[Stated task] Which lines of the listing below contain the string "cloud"? Pick out and copy each of them. Case matters when matching.

(Data items)
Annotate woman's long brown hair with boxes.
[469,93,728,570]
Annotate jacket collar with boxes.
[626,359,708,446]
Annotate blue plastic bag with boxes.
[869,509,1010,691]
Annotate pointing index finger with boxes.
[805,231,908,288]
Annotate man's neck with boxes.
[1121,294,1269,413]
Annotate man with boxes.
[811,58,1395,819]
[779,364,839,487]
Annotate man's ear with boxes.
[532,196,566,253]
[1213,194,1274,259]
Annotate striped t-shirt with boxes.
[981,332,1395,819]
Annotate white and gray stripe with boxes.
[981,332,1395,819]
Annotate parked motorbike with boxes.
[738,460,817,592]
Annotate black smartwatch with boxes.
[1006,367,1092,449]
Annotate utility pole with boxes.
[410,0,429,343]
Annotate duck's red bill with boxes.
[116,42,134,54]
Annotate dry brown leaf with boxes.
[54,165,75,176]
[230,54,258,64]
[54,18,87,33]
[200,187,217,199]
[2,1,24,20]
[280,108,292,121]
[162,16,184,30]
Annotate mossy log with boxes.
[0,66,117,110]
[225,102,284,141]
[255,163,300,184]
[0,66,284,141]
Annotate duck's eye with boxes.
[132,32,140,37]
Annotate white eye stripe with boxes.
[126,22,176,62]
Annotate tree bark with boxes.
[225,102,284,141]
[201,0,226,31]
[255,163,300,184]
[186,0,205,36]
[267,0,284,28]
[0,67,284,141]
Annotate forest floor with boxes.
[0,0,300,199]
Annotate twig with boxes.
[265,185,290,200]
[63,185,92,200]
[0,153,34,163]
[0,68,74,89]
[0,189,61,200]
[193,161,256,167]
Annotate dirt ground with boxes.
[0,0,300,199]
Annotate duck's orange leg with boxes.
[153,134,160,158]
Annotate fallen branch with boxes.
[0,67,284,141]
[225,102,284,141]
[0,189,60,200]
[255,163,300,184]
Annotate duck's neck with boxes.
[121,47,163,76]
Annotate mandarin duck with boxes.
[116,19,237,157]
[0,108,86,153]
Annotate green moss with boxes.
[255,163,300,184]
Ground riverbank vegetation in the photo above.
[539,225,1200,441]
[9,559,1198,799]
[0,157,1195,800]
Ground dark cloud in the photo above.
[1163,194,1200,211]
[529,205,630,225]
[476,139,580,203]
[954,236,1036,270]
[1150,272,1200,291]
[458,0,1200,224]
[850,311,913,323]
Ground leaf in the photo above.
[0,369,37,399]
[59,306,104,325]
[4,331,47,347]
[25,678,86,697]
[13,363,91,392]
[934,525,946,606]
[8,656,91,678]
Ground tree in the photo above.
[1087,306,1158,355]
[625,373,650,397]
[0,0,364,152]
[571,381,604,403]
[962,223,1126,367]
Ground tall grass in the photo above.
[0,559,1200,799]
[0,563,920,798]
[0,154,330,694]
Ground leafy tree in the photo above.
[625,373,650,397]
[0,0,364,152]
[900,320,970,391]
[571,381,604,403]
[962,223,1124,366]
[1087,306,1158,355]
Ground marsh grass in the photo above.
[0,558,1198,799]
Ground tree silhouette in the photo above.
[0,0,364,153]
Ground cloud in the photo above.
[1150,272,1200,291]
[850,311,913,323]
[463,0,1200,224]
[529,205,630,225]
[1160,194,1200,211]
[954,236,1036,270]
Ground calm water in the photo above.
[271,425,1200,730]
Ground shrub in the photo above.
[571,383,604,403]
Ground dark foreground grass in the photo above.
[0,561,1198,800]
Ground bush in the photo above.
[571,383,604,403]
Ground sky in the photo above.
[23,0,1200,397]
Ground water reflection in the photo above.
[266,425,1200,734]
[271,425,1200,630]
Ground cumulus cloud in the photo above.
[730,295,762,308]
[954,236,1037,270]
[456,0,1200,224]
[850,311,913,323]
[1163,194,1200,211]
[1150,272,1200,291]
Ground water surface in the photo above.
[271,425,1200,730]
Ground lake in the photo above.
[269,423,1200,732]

[Full solution]
Ground dark cloud in the photo above.
Ground cloud in the photo above.
Ground cumulus cloud in the photo above.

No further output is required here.